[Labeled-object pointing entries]
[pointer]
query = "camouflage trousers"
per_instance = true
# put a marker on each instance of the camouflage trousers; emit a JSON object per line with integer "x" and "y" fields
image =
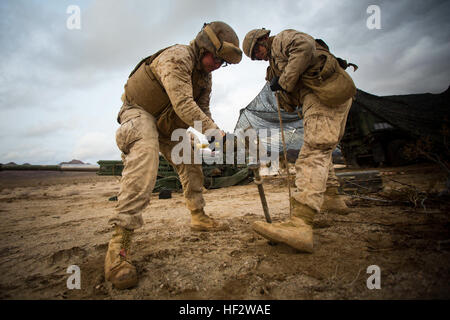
{"x": 140, "y": 143}
{"x": 324, "y": 127}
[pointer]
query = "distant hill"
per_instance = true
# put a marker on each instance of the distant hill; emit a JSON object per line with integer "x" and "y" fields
{"x": 74, "y": 161}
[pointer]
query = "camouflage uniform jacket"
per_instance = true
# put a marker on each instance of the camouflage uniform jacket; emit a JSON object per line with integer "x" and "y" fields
{"x": 181, "y": 80}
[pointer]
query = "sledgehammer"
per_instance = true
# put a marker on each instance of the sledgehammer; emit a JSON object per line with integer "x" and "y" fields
{"x": 258, "y": 181}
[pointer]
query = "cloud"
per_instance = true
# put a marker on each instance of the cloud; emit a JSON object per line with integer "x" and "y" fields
{"x": 60, "y": 88}
{"x": 94, "y": 146}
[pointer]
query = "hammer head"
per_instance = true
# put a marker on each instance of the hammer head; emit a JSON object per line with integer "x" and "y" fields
{"x": 254, "y": 166}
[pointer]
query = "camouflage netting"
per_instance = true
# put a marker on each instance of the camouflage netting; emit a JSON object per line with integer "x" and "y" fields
{"x": 262, "y": 113}
{"x": 417, "y": 114}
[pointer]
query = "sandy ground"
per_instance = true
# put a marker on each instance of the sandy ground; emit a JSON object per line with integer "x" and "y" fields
{"x": 51, "y": 220}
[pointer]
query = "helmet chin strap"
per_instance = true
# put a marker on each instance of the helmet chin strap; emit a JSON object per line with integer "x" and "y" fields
{"x": 212, "y": 36}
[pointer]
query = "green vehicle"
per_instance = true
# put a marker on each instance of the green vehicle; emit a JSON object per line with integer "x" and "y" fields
{"x": 379, "y": 129}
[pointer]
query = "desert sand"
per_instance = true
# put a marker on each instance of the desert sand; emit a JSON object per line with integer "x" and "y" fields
{"x": 51, "y": 220}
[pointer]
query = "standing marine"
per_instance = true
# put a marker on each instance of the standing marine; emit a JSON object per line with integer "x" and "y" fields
{"x": 304, "y": 73}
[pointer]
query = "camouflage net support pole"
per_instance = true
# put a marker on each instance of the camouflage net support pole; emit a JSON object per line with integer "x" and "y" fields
{"x": 285, "y": 156}
{"x": 258, "y": 181}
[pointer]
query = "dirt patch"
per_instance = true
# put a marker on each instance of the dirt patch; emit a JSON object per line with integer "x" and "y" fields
{"x": 51, "y": 222}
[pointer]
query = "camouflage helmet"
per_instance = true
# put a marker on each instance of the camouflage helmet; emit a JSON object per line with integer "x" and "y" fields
{"x": 220, "y": 39}
{"x": 251, "y": 38}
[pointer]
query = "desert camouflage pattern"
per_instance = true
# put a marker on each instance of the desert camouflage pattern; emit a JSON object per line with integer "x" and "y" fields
{"x": 324, "y": 127}
{"x": 292, "y": 52}
{"x": 142, "y": 135}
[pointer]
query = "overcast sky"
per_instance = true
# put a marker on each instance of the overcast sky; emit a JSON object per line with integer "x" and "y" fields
{"x": 60, "y": 89}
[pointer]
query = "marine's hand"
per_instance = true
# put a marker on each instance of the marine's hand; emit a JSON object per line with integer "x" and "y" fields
{"x": 274, "y": 85}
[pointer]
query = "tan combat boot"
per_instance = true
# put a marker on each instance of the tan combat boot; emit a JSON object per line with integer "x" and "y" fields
{"x": 118, "y": 268}
{"x": 201, "y": 222}
{"x": 333, "y": 202}
{"x": 296, "y": 231}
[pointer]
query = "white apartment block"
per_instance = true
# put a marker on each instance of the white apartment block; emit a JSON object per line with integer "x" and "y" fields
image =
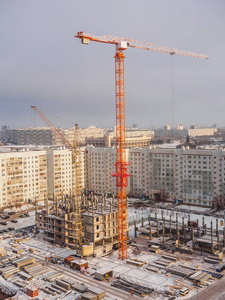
{"x": 100, "y": 165}
{"x": 194, "y": 176}
{"x": 28, "y": 136}
{"x": 60, "y": 174}
{"x": 23, "y": 176}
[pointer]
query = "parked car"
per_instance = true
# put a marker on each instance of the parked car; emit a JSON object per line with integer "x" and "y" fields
{"x": 11, "y": 228}
{"x": 5, "y": 216}
{"x": 14, "y": 221}
{"x": 22, "y": 216}
{"x": 11, "y": 213}
{"x": 3, "y": 223}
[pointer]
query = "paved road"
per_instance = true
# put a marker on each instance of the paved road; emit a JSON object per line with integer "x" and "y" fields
{"x": 216, "y": 291}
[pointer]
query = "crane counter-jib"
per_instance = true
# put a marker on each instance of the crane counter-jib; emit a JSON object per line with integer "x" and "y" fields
{"x": 86, "y": 38}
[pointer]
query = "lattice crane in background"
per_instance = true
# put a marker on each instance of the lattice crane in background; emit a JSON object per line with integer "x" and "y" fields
{"x": 121, "y": 164}
{"x": 76, "y": 182}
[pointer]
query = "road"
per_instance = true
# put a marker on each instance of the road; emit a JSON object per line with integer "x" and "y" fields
{"x": 216, "y": 291}
{"x": 89, "y": 281}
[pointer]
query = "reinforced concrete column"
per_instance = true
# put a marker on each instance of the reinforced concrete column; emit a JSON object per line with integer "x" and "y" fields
{"x": 135, "y": 228}
{"x": 150, "y": 227}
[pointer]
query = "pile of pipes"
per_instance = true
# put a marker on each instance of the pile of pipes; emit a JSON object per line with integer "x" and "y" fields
{"x": 132, "y": 287}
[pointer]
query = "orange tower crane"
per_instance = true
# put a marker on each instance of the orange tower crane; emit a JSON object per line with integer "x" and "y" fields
{"x": 121, "y": 164}
{"x": 76, "y": 184}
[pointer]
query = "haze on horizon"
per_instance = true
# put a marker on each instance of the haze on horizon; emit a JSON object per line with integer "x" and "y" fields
{"x": 43, "y": 64}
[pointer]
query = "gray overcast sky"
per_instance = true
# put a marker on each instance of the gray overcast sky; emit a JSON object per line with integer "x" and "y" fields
{"x": 42, "y": 64}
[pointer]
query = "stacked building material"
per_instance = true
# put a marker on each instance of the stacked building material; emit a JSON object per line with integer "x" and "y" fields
{"x": 152, "y": 268}
{"x": 132, "y": 287}
{"x": 134, "y": 263}
{"x": 200, "y": 277}
{"x": 63, "y": 284}
{"x": 170, "y": 257}
{"x": 163, "y": 262}
{"x": 9, "y": 271}
{"x": 24, "y": 261}
{"x": 96, "y": 291}
{"x": 180, "y": 271}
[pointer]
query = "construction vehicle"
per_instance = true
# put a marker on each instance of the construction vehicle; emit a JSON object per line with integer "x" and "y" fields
{"x": 76, "y": 182}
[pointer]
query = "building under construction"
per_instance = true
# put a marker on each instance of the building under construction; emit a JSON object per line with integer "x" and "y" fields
{"x": 96, "y": 232}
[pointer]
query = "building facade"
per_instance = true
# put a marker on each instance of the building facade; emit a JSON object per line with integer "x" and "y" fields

YOUR GOAL:
Return each line from the material above exactly, but not the pictures.

THE REPLY:
[pointer]
query = "camouflage trousers"
per_instance = true
# put a marker on each instance of the camouflage trousers; emit a JSON object per line with integer "x" and "y" fields
image =
{"x": 140, "y": 143}
{"x": 324, "y": 127}
[pointer]
query = "distant hill"
per_instance = true
# put a marker on each instance of the distant hill; emit a JSON object per line with integer "x" and "y" fields
{"x": 74, "y": 161}
[pointer]
query = "camouflage uniform jacket"
per_instance = true
# put a marker on each instance of the camouflage uniform jacket; emit a JSON object per line with integer "x" and "y" fields
{"x": 181, "y": 80}
[pointer]
query = "sledgehammer"
per_instance = true
# put a marker on each instance of the sledgehammer; emit a JSON object per line with integer "x" and "y" fields
{"x": 258, "y": 181}
[pointer]
query = "cloud"
per_instance = true
# put a marker on each instance of the cloud; emit a JSON object per line with integer "x" and "y" fields
{"x": 60, "y": 88}
{"x": 94, "y": 146}
[pointer]
query = "hammer head"
per_instance = true
# put a marker on each instance of the hammer head; emit a JSON object per line with integer "x" and "y" fields
{"x": 254, "y": 166}
[pointer]
query = "camouflage netting"
per_instance = true
# put a marker on each instance of the camouflage netting; emit a JSON object per line with integer "x" and "y" fields
{"x": 262, "y": 113}
{"x": 417, "y": 114}
[pointer]
query = "sandy ground"
per_instance = true
# put a marker on each instance of the sandy ground; emit a JSON object per line with integer "x" and "y" fields
{"x": 51, "y": 220}
[pointer]
query = "helmet chin strap"
per_instance = true
# put a marker on each instance of the helmet chin strap; emit a JSON object per line with integer "x" and "y" fields
{"x": 212, "y": 36}
[pointer]
query = "green vehicle"
per_instance = true
# put a marker on each instance of the green vehicle; emit a JSON object per line with integer "x" and "y" fields
{"x": 379, "y": 129}
[pointer]
query = "desert sand"
per_instance = true
# put a marker on each instance of the desert sand; emit a JSON object per line with integer "x" and "y" fields
{"x": 51, "y": 220}
[pointer]
query = "standing marine"
per_instance = true
# put a marker on each instance of the standing marine; emit a JSON object per line with integer "x" and "y" fields
{"x": 304, "y": 73}
[pointer]
query = "camouflage net support pole"
per_instance = true
# put a marker on each instance of the camouflage net support pole; emit a JSON object per line with integer "x" and "y" fields
{"x": 285, "y": 156}
{"x": 258, "y": 181}
[pointer]
query = "dirt patch"
per_instance = true
# put a marker on each instance of the dirt patch; emit a JSON object per line with integer "x" and "y" fields
{"x": 51, "y": 222}
[pointer]
query = "camouflage helmet"
per_instance = true
# put a marker on each instance of the camouflage helmet; emit a JSON object per line with integer "x" and "y" fields
{"x": 220, "y": 39}
{"x": 251, "y": 38}
[pointer]
query = "desert camouflage pattern"
per_instance = true
# put a marker on each instance of the desert camouflage pattern; emit a JSON object per line with integer "x" and "y" fields
{"x": 324, "y": 127}
{"x": 292, "y": 52}
{"x": 142, "y": 135}
[pointer]
query = "overcast sky"
per_instance = true
# put a marker on each instance of the overcast sky; emit a JSON object per line with integer "x" and "y" fields
{"x": 60, "y": 89}
[pointer]
query = "marine's hand"
per_instance = true
# put a marker on each instance of the marine's hand; emit a JSON object per line with integer "x" and "y" fields
{"x": 274, "y": 85}
[pointer]
query = "tan combat boot"
per_instance = true
# put a marker on each instance of the tan combat boot; emit a JSON object per line with integer "x" and "y" fields
{"x": 118, "y": 268}
{"x": 201, "y": 222}
{"x": 333, "y": 202}
{"x": 296, "y": 231}
[pointer]
query = "white apartment block"
per_instance = true
# put a marker on each instance of the white apartment block; emit a JSON object per line with integer "x" and "y" fields
image =
{"x": 100, "y": 165}
{"x": 194, "y": 176}
{"x": 28, "y": 136}
{"x": 60, "y": 174}
{"x": 23, "y": 176}
[pointer]
query = "parked car"
per_instance = true
# put a marker on each instance of the parked car; emit a JSON object per line with integer "x" and "y" fields
{"x": 11, "y": 228}
{"x": 5, "y": 216}
{"x": 14, "y": 221}
{"x": 22, "y": 216}
{"x": 11, "y": 213}
{"x": 3, "y": 223}
[pointer]
query = "paved road"
per_instance = true
# put a marker on each instance of the paved road; emit a JSON object per line with integer "x" and "y" fields
{"x": 216, "y": 291}
[pointer]
query = "crane counter-jib"
per_instance = true
# put a marker on each instance of the crane counter-jib; emit a JSON object per line with integer "x" and "y" fields
{"x": 86, "y": 38}
[pointer]
query = "lattice crane in background"
per_instance = true
# put a marker on each instance of the lattice crane in background; emit a JSON object per line with integer "x" and "y" fields
{"x": 121, "y": 164}
{"x": 76, "y": 182}
[pointer]
query = "road"
per_instance = true
# put a marker on each instance of the road; emit a JSON object per line with integer "x" and "y" fields
{"x": 216, "y": 291}
{"x": 89, "y": 281}
[pointer]
query = "reinforced concrete column"
per_instance = true
# put a marker on each instance of the reinforced concrete column; emit a JSON object per line with integer "x" and "y" fields
{"x": 135, "y": 228}
{"x": 150, "y": 227}
[pointer]
query = "pile of pipes"
per_instance = true
# put a marker on each instance of the pile of pipes; emit a JSON object per line with integer "x" and "y" fields
{"x": 132, "y": 287}
[pointer]
query = "orange tower crane"
per_instance = true
# put a marker on each instance of the orange tower crane; emit a JSON object per line with integer "x" and "y" fields
{"x": 121, "y": 164}
{"x": 76, "y": 184}
[pointer]
query = "haze on horizon"
per_instance = true
# put a marker on each instance of the haze on horizon; emit a JSON object per line with integer "x" and "y" fields
{"x": 43, "y": 64}
[pointer]
query = "gray overcast sky"
per_instance = true
# put a marker on each instance of the gray overcast sky; emit a JSON object per line with integer "x" and "y" fields
{"x": 42, "y": 64}
[pointer]
query = "stacked building material"
per_instance = true
# put a marker on each instance of the stacked building material; emit a JSON object per line with integer "x" and "y" fields
{"x": 152, "y": 268}
{"x": 132, "y": 287}
{"x": 134, "y": 263}
{"x": 200, "y": 277}
{"x": 63, "y": 284}
{"x": 170, "y": 257}
{"x": 163, "y": 262}
{"x": 9, "y": 271}
{"x": 24, "y": 261}
{"x": 96, "y": 291}
{"x": 180, "y": 271}
[pointer]
query = "construction vehicle"
per_instance = true
# put a marker on each instance of the construction vehicle; emit a JSON object per line with integer "x" and "y" fields
{"x": 76, "y": 182}
[pointer]
query = "building under construction"
per_instance = true
# put a marker on each instance of the building under construction; emit a JSON object per line with integer "x" and "y" fields
{"x": 96, "y": 232}
[pointer]
query = "building facade"
per_instance = true
# put a marker on each instance of the building facade; emit a JSON object per line with integer "x" and "y" fields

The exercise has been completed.